Exercise aim:
Render every one of the lines below as a JSON list of strings, one string per line, skipping blank lines and leaving out the picture.

Dataset content:
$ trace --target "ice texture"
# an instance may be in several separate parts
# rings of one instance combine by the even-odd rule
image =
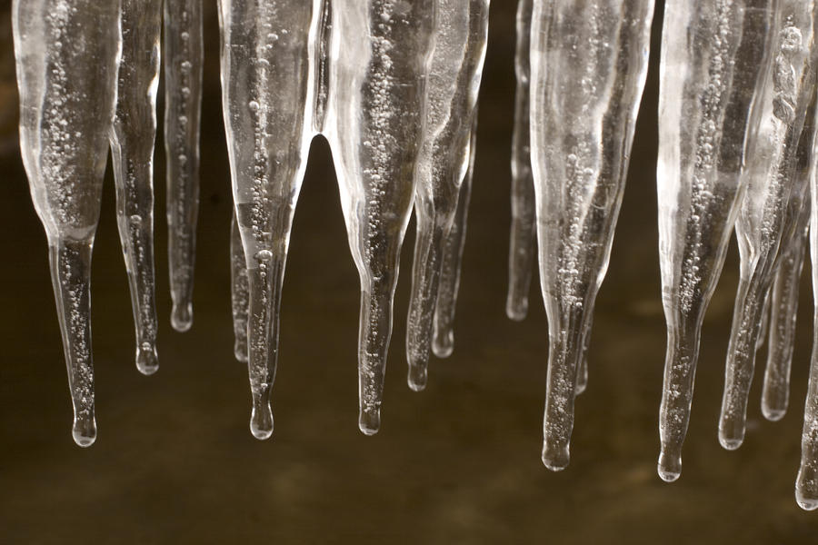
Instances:
[[[48,240],[74,404],[74,441],[96,439],[91,252],[116,103],[119,0],[14,0],[20,147]]]
[[[779,245],[792,239],[803,207],[807,177],[796,175],[799,149],[812,154],[803,134],[814,95],[813,34],[818,3],[783,0],[770,53],[772,73],[758,96],[761,123],[747,157],[746,191],[736,219],[741,275],[727,349],[719,441],[737,449],[743,441],[755,348],[767,292],[774,278]],[[812,126],[812,124],[810,124]]]
[[[281,292],[314,134],[313,64],[321,13],[319,0],[219,2],[223,110],[249,286],[250,429],[257,439],[273,433]],[[234,264],[234,282],[235,272]],[[234,302],[235,327],[243,310]]]
[[[161,0],[122,0],[122,60],[111,154],[116,223],[136,326],[136,366],[156,372],[156,285],[154,267],[154,143],[159,83]]]
[[[543,461],[568,465],[577,368],[604,277],[647,74],[652,0],[538,2],[531,155],[548,315]]]
[[[415,391],[426,386],[443,262],[469,171],[488,35],[488,0],[437,0],[436,6],[418,160],[417,237],[406,323],[407,380]]]
[[[422,156],[436,0],[333,0],[326,134],[361,280],[358,426],[380,427],[398,259]]]
[[[777,4],[669,0],[664,6],[656,182],[667,355],[658,472],[668,481],[682,471],[702,321],[743,196]]]
[[[193,325],[202,114],[202,0],[165,0],[165,154],[171,325]]]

Reply:
[
  "$ trace --target \"ice texture\"",
  "# an instance may be in several separate parts",
  "# rings of one instance combine by the even-odd rule",
  "image =",
  "Instances:",
  "[[[48,240],[74,404],[74,441],[96,439],[91,252],[116,103],[119,0],[14,0],[20,147]]]",
  "[[[779,245],[792,239],[803,207],[807,177],[796,175],[799,149],[812,154],[803,134],[814,95],[813,34],[818,3],[783,0],[770,53],[772,73],[758,96],[761,123],[747,157],[746,191],[736,219],[741,275],[727,349],[719,441],[737,449],[743,441],[755,348],[767,292],[774,278]],[[812,126],[812,124],[810,124]]]",
  "[[[281,292],[314,134],[313,64],[321,13],[319,0],[219,2],[223,110],[249,286],[250,429],[257,439],[273,433]],[[234,264],[234,282],[235,272]],[[234,302],[235,327],[243,310]]]",
  "[[[161,0],[122,0],[122,60],[111,154],[116,223],[136,326],[136,366],[156,372],[156,285],[154,267],[154,143],[159,83]]]",
  "[[[543,461],[568,465],[577,368],[604,277],[647,74],[652,0],[538,2],[531,155],[548,315]]]",
  "[[[415,391],[426,386],[443,262],[469,171],[488,35],[488,0],[437,0],[436,6],[418,160],[417,237],[406,323],[407,380]]]",
  "[[[422,156],[436,0],[333,0],[326,134],[361,280],[358,426],[380,427],[398,259]]]",
  "[[[777,4],[669,0],[664,6],[656,182],[667,355],[658,472],[668,481],[682,471],[702,321],[743,196]]]",
  "[[[193,325],[202,114],[202,0],[165,0],[165,154],[171,325]]]"
]